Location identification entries
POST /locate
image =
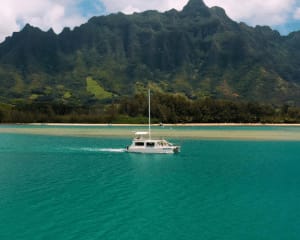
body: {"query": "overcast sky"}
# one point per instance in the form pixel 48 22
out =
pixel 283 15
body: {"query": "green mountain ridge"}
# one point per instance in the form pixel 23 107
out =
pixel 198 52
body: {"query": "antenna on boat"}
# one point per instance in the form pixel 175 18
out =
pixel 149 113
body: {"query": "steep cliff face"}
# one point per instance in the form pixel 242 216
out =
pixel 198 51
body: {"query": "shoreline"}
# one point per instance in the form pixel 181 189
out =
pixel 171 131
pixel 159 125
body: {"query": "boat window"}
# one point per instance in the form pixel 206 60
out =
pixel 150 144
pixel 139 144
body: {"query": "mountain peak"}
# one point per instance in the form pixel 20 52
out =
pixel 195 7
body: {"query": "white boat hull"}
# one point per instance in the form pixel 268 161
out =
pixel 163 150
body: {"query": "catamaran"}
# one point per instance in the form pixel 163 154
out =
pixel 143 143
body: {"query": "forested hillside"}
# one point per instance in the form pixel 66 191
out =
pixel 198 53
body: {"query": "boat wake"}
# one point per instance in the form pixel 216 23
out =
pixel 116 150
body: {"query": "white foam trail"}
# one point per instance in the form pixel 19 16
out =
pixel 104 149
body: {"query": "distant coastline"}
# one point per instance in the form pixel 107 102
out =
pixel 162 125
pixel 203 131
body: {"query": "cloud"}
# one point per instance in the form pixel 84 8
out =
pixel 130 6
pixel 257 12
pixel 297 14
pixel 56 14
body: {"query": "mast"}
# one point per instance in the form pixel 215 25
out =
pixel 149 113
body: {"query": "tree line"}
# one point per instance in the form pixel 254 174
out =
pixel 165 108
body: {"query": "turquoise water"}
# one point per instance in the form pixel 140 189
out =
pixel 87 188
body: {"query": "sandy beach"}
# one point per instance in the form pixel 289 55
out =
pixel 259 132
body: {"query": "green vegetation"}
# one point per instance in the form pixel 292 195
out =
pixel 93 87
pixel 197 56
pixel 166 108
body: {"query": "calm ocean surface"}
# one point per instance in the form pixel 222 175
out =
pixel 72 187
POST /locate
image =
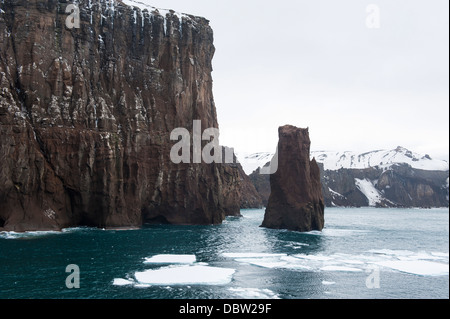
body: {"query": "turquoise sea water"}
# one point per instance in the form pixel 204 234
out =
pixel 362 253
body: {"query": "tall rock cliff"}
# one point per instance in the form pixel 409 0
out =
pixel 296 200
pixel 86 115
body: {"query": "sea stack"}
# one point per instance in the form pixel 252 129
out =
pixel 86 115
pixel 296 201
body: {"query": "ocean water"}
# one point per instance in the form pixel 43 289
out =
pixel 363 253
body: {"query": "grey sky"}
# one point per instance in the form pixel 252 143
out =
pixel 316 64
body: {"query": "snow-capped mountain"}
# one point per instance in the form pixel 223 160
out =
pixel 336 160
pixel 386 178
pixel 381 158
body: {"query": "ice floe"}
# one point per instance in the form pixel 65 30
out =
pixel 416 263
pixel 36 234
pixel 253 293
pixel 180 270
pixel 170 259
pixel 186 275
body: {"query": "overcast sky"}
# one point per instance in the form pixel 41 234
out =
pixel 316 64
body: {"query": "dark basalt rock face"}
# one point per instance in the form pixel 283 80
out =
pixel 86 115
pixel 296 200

...

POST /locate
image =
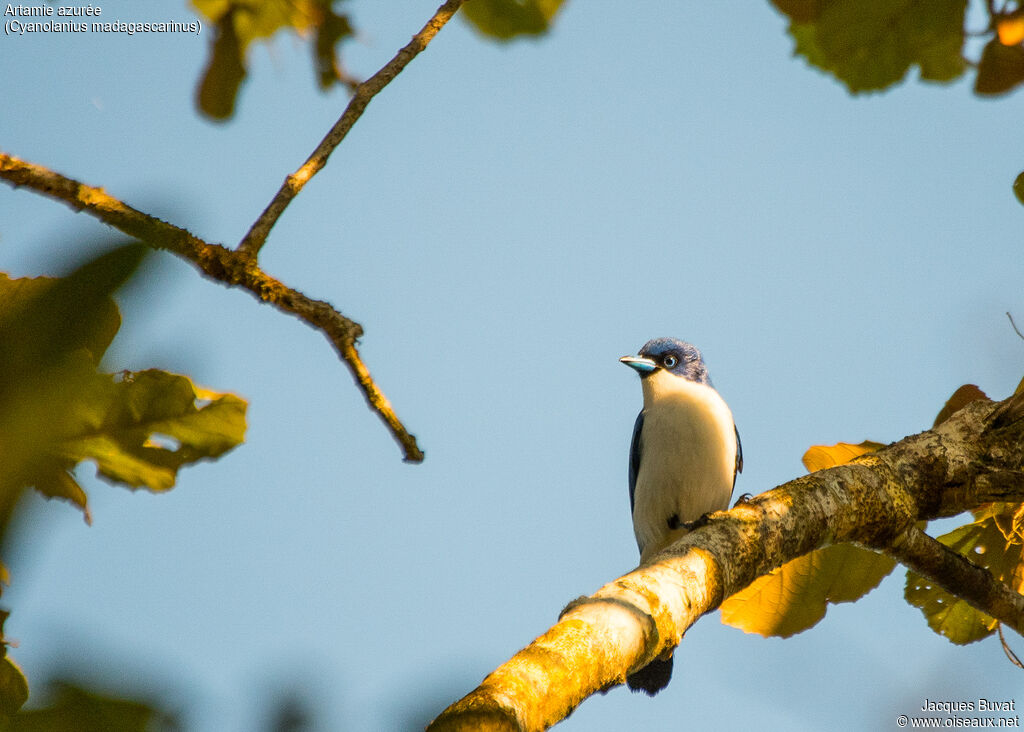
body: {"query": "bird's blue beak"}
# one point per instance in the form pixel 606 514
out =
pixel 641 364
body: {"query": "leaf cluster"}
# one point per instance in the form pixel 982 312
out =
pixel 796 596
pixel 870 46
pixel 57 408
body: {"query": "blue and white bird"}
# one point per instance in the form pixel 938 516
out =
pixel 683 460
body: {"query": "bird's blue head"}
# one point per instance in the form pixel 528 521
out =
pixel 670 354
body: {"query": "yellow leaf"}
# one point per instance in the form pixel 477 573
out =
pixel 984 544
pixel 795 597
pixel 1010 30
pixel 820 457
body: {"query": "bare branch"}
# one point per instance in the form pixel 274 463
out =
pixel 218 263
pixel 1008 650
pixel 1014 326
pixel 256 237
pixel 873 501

■ Request ■
Show every line of the data above that contains the word "water", copying each line as it appears.

■ Written solution ■
body: {"query": "turquoise water"}
body: {"query": "turquoise sea water"}
body: {"query": "ocean water"}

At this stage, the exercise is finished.